◆ Required action: Type the listing below out again exactly. No images.

◆ Information provided:
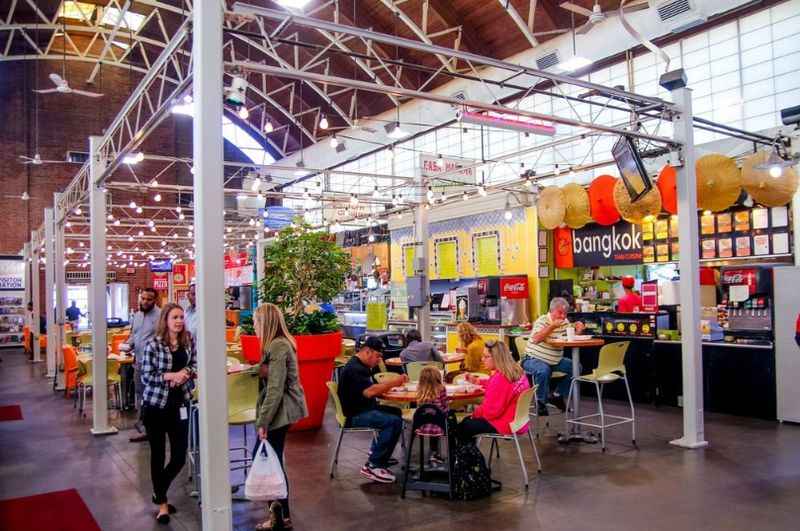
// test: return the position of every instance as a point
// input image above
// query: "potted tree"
(303, 269)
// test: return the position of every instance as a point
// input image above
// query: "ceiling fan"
(37, 160)
(63, 87)
(597, 15)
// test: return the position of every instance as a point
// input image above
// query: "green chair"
(610, 368)
(521, 420)
(333, 388)
(414, 368)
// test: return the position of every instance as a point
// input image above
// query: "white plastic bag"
(265, 481)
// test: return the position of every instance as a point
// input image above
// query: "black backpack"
(471, 477)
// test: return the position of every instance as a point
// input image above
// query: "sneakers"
(541, 410)
(381, 475)
(558, 401)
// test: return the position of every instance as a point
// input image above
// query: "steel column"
(209, 224)
(49, 283)
(37, 352)
(97, 291)
(689, 264)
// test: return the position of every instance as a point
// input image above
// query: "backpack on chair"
(471, 477)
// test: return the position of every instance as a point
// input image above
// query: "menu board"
(724, 222)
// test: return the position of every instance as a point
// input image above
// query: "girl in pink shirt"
(499, 405)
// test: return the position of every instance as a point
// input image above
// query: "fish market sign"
(597, 245)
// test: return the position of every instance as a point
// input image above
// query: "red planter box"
(251, 349)
(315, 356)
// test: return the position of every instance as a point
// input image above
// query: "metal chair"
(521, 421)
(610, 368)
(333, 388)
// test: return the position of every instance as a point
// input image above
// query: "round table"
(575, 430)
(454, 357)
(399, 394)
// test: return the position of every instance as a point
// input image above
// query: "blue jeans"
(541, 371)
(389, 424)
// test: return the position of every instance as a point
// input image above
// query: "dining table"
(575, 433)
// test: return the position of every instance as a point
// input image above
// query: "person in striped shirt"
(541, 358)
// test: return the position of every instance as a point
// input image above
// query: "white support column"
(49, 290)
(97, 290)
(37, 353)
(691, 346)
(209, 222)
(421, 261)
(61, 293)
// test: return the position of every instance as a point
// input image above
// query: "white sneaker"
(381, 475)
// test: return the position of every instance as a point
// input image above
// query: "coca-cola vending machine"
(514, 300)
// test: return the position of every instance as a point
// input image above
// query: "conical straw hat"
(551, 207)
(576, 202)
(719, 182)
(647, 205)
(765, 189)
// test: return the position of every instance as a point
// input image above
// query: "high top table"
(575, 433)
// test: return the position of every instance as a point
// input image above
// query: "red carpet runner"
(62, 510)
(10, 413)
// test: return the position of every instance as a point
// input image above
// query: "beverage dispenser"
(747, 295)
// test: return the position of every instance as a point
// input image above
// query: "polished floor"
(749, 477)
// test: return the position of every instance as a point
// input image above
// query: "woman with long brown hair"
(472, 345)
(168, 364)
(281, 400)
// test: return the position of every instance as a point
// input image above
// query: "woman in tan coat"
(281, 401)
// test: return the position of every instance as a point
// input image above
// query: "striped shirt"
(543, 351)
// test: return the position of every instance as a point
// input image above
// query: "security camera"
(235, 94)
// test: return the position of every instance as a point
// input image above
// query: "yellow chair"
(414, 368)
(610, 368)
(242, 398)
(521, 420)
(333, 389)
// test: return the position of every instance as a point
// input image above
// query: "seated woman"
(472, 345)
(503, 388)
(417, 349)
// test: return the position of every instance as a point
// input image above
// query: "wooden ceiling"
(480, 26)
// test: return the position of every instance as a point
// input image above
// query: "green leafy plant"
(303, 268)
(247, 326)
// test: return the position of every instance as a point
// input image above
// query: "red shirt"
(629, 303)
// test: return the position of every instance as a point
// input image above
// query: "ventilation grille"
(669, 10)
(548, 61)
(80, 277)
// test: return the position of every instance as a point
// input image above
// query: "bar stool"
(610, 368)
(522, 345)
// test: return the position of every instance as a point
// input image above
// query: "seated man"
(417, 349)
(541, 358)
(357, 393)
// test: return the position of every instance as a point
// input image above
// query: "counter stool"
(610, 368)
(522, 345)
(341, 420)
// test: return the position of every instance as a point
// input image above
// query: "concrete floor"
(749, 477)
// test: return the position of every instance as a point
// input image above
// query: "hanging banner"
(599, 245)
(431, 166)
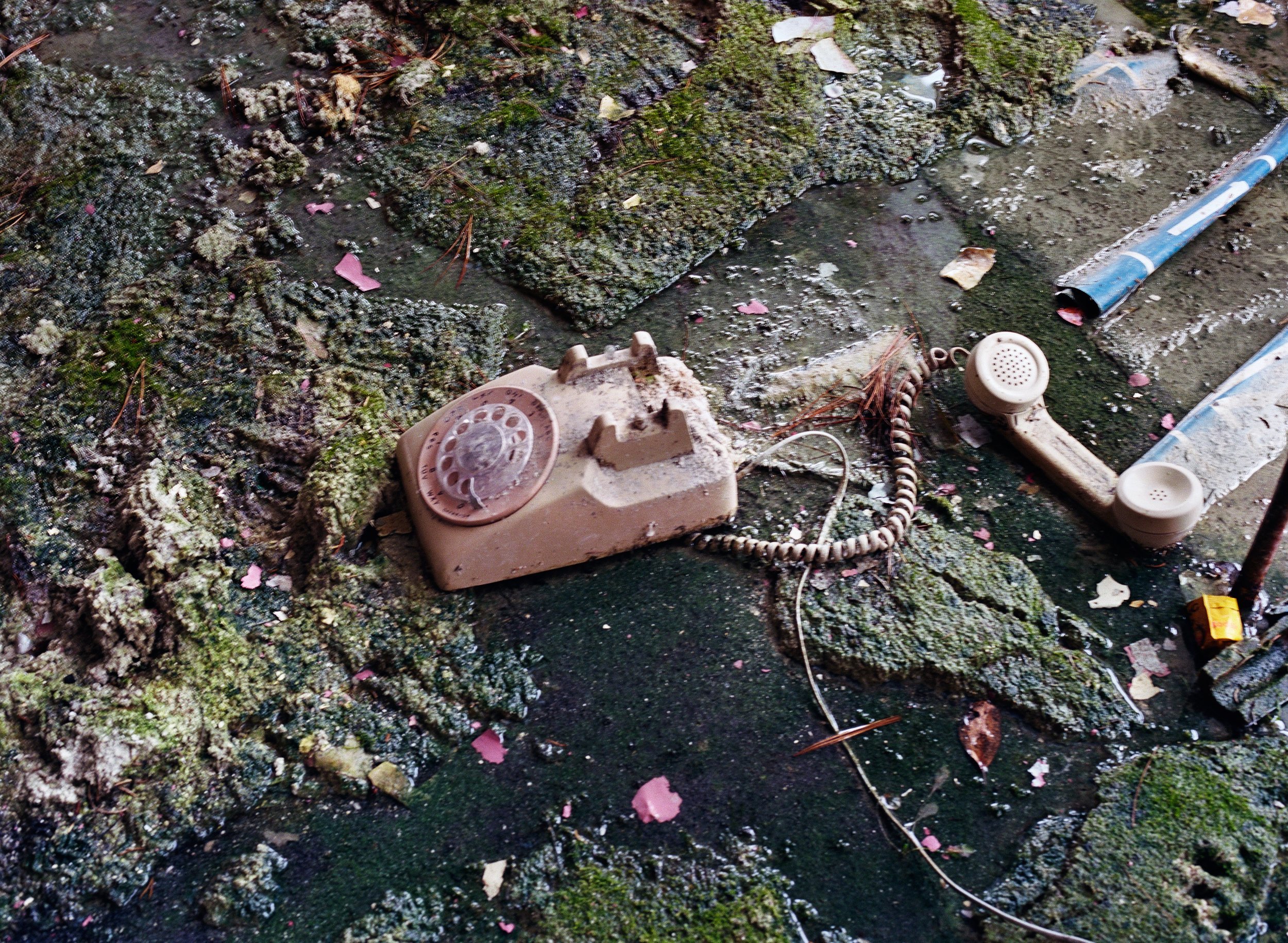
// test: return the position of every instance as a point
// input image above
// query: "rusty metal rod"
(1247, 588)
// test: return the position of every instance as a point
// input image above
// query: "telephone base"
(594, 503)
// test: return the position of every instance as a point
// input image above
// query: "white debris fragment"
(494, 872)
(1039, 771)
(1112, 594)
(973, 432)
(830, 57)
(803, 27)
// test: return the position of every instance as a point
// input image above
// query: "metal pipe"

◆ Answer space:
// test: return the position of every instance as a point
// input image above
// query: "potted tree"
(303, 269)
// test: return the position of every instance as a point
// input image above
// query: "ceiling fan"
(37, 160)
(63, 87)
(597, 15)
// test: return the position of every instance as a point
// input image above
// query: "green chair"
(610, 368)
(521, 420)
(333, 388)
(414, 368)
// test: return the position of every instance as a point
// input image above
// query: "white plastic bag"
(265, 481)
// test: return the position of every instance as a point
// input image above
// query: "black backpack"
(471, 477)
// test: return the position of every instance as a point
// input image above
// query: "sneakers"
(541, 410)
(381, 475)
(558, 401)
// test: return the position of every instance as a point
// input image above
// query: "steel column"
(209, 224)
(49, 283)
(37, 352)
(97, 291)
(689, 264)
// test: return the position of every instance as a point
// input image above
// query: "backpack on chair"
(471, 477)
// test: return the position of every instance as a point
// input image above
// query: "menu board"
(724, 222)
// test: return the position of every instance as a point
// input image above
// query: "girl in pink shirt"
(499, 405)
// test: return the position of every instance as a point
// input image above
// query: "fish market sign"
(597, 245)
// test: return the position of every instance as a point
// input image above
// query: "red planter box"
(251, 349)
(315, 356)
// test: return the position of every instance as a point
// input image above
// query: "metal chair"
(521, 421)
(610, 368)
(333, 388)
// test: return the position of every instance as a point
// input image above
// query: "round table"
(575, 430)
(454, 357)
(399, 394)
// test: return the position of every instance as a point
// input image above
// query: "blue jeans"
(541, 371)
(389, 424)
// test: return the position of every instance as a point
// input image above
// query: "dining table"
(575, 433)
// test: return the position of every instance as a point
// input image above
// query: "person in striped shirt"
(541, 358)
// test: return the position of every instance as a point
// input image above
// query: "white support column"
(49, 290)
(97, 290)
(37, 353)
(691, 346)
(209, 222)
(421, 261)
(61, 293)
// test: return the position of every instance as a point
// input image above
// query: "white sneaker"
(381, 475)
// test: return the position of every instance as a point
// input image above
// query: "coca-cola vending machine"
(514, 300)
// test: return the position of every instance as a point
// input image above
// query: "conical straw hat"
(551, 207)
(576, 202)
(719, 182)
(647, 205)
(765, 189)
// test: return the position of every instance as a point
// input image above
// query: "high top table"
(575, 433)
// test: return the position of every instance as a point
// input image above
// query: "red carpet runner"
(62, 510)
(10, 413)
// test: return the position of every instance as a point
// input image above
// query: "beverage dispenser"
(747, 295)
// test: return the position of every instance as a point
// input image above
// query: "polished floor"
(749, 477)
// test: return the position of every instance as a point
// input image above
// query: "woman with long brown hair"
(472, 345)
(168, 364)
(281, 400)
// test: return the position of every instance as a point
// input image above
// query: "woman in tan coat"
(281, 401)
// test: return the position of every instance as a point
// input image above
// query: "striped shirt"
(543, 351)
// test: return the position of every instance as a point
// input image above
// query: "security camera"
(235, 94)
// test: return the position of every instance as a point
// input image above
// query: "yellow chair"
(414, 368)
(610, 368)
(242, 398)
(521, 420)
(333, 389)
// test: return the position of every instance as a point
// input image above
// query: "seated woman"
(472, 345)
(503, 388)
(417, 349)
// test: return the position of every instance as a point
// input image above
// query: "wooden ceiling"
(480, 26)
// test: return the position of every instance as a point
// input image above
// query: "green leafy plant"
(303, 268)
(247, 326)
// test: return the position of every instance as a point
// input image above
// query: "red shirt"
(629, 303)
// test: return the position of every instance as a point
// input image above
// query: "ventilation grille"
(669, 10)
(548, 61)
(80, 277)
// test: return the position of every instance as a point
// input image above
// query: "bar stool"
(610, 368)
(522, 345)
// test: return the position of every instance as a point
// input image above
// query: "seated man"
(417, 349)
(541, 358)
(357, 393)
// test: return the position of every instance as a point
// input image above
// query: "counter stool"
(610, 368)
(522, 345)
(341, 420)
// test: return the position of every instance as a point
// input image above
// query: "concrete floor"
(749, 477)
// test: return the position of every instance as a point
// input image above
// query: "hanging banner"
(599, 245)
(431, 166)
// test: return the position of every instance as a point
// input image above
// query: "rusty metal rod"
(1247, 588)
// test: return the position of every instance as a point
// input image above
// query: "telephone base"
(594, 503)
// test: return the position of every instance as a point
// input image above
// query: "white debris fragment"
(494, 872)
(1039, 771)
(1112, 594)
(973, 432)
(830, 57)
(803, 27)
// test: return the position of every instance as a point
// input image above
// query: "metal pipe"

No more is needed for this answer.